Would you transcribe word for word every line from the one containing "[locate] the potted" to the end of the data, both ends included, and leave out the rest?

▸ **Source material**:
┌──
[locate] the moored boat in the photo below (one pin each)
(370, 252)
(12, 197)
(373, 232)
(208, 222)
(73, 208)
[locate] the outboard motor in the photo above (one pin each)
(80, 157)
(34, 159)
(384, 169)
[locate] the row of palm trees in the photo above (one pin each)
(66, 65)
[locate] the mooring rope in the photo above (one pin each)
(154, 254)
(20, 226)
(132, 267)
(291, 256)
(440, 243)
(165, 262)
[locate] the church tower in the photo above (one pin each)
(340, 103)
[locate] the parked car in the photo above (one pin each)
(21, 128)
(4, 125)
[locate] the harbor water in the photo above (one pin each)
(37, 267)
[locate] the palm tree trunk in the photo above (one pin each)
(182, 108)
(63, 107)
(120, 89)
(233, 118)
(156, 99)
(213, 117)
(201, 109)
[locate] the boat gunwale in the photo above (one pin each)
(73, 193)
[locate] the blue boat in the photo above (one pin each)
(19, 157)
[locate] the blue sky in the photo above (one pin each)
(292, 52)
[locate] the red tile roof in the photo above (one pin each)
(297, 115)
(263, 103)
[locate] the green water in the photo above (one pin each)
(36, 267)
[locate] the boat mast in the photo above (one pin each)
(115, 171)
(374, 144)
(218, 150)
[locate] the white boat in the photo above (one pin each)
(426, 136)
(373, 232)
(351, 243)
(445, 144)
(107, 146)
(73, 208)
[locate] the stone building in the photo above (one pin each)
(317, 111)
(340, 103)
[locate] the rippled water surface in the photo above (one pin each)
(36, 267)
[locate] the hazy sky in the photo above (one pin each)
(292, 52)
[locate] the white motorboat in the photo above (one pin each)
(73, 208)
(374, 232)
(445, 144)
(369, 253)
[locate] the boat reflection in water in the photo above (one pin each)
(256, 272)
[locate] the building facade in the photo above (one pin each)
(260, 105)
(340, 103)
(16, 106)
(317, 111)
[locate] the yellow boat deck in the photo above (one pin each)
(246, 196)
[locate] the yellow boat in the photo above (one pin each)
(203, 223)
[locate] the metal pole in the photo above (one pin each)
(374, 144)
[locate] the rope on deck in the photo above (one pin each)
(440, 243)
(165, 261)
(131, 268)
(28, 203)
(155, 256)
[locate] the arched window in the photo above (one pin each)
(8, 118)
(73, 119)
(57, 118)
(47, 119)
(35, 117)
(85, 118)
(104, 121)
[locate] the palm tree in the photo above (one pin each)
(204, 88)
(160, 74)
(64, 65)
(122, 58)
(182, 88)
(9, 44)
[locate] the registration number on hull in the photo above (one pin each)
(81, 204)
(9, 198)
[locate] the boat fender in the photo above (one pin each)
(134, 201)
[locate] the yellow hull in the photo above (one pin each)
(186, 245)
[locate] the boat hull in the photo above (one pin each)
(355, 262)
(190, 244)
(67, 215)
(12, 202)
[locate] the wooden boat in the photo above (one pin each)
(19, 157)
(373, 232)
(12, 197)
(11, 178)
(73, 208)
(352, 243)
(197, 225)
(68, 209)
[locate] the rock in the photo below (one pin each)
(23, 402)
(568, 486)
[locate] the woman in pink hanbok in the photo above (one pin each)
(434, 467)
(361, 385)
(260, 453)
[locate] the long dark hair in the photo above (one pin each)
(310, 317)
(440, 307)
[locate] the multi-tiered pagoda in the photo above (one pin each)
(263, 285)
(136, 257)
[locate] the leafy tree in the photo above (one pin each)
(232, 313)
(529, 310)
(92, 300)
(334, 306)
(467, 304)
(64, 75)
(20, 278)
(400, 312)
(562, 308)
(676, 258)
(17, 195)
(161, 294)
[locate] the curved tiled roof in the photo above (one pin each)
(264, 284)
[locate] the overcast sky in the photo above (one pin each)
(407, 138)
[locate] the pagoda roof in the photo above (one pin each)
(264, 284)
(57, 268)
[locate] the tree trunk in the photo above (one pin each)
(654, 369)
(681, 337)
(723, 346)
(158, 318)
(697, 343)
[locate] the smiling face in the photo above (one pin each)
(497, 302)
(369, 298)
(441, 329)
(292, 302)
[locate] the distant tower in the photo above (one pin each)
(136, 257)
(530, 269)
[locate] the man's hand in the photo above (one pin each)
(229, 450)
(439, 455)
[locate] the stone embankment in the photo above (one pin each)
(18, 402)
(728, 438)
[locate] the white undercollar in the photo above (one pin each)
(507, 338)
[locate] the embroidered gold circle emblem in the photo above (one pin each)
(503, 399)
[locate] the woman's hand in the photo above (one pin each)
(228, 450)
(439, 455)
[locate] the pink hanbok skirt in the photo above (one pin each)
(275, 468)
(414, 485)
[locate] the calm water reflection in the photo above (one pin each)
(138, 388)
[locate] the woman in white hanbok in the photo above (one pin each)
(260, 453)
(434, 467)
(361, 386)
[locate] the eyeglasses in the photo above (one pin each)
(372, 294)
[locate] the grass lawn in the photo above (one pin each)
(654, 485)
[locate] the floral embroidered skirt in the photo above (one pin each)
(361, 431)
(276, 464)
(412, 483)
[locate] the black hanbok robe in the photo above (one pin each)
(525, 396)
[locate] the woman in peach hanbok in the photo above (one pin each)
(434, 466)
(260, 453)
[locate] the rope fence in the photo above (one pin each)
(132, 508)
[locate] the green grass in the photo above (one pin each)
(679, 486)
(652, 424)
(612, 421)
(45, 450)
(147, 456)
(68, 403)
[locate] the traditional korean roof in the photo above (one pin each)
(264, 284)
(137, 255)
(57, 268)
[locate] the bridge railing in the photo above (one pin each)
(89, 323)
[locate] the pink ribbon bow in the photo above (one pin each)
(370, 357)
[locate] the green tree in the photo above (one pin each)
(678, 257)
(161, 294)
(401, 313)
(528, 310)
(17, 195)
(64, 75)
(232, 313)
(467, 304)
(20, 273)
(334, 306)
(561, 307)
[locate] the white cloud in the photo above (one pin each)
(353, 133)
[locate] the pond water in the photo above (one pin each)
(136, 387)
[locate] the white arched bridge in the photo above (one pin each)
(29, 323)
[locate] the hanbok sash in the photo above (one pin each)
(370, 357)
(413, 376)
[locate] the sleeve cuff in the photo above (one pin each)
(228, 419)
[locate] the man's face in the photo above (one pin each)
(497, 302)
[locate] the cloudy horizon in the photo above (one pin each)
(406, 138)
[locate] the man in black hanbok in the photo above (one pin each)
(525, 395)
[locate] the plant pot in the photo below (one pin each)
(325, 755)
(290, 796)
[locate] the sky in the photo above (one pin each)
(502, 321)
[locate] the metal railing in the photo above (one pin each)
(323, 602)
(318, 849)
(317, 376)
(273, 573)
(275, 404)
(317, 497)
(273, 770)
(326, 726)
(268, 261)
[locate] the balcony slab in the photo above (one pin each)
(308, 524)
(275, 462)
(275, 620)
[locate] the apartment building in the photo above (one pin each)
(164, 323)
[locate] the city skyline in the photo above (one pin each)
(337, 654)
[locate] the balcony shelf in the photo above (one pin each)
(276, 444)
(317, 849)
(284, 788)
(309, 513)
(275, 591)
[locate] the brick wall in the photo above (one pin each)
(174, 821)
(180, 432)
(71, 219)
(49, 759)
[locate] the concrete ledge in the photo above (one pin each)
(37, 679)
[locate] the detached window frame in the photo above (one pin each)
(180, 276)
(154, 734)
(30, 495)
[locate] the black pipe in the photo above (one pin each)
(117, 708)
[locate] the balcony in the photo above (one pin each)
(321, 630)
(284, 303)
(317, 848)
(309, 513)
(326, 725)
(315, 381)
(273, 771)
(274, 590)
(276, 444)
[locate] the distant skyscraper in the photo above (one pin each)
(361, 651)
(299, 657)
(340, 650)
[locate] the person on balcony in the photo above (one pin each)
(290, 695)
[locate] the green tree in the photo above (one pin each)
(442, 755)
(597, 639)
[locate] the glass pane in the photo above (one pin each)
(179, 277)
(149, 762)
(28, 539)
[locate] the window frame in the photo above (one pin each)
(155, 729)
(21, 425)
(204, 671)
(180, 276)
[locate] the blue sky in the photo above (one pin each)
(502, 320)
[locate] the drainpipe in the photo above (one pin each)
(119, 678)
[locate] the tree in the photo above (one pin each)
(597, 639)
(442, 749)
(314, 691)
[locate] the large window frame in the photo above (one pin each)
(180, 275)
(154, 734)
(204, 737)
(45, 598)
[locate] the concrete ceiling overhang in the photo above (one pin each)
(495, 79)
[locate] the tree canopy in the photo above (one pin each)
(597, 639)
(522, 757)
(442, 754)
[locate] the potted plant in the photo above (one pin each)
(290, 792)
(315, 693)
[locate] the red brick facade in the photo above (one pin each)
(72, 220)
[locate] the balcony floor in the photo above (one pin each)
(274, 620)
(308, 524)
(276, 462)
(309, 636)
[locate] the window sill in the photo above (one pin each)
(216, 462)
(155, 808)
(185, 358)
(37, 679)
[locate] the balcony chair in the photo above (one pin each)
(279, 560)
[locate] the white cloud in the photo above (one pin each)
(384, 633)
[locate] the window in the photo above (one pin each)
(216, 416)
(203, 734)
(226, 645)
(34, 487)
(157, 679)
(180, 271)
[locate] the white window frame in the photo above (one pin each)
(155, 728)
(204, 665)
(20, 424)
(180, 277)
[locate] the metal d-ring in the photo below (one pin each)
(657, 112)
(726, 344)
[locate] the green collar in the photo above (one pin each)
└──
▸ **Exercise output**:
[locate] the potted plant in the photo above (one pin each)
(290, 792)
(315, 693)
[locate] the red brick facade in the photo above (one pin each)
(72, 220)
[locate] the balcony floor in the photo above (one pin each)
(274, 620)
(308, 524)
(276, 462)
(309, 636)
[locate] the window sill in the photo above (one pin each)
(216, 462)
(155, 808)
(185, 358)
(37, 679)
[locate] the balcony chair in the photo above (one pin each)
(279, 560)
[locate] the white cloud in the photo above (one pin each)
(384, 633)
[locate] the window in the photo above (one pin each)
(216, 416)
(203, 734)
(226, 645)
(34, 487)
(157, 679)
(180, 271)
[locate] the white window frame in the photo above (one pin each)
(155, 728)
(204, 665)
(20, 424)
(180, 277)
[locate] the metal d-ring in the photo below (one pin each)
(657, 112)
(726, 344)
[locate] the green collar in the photo above (one pin each)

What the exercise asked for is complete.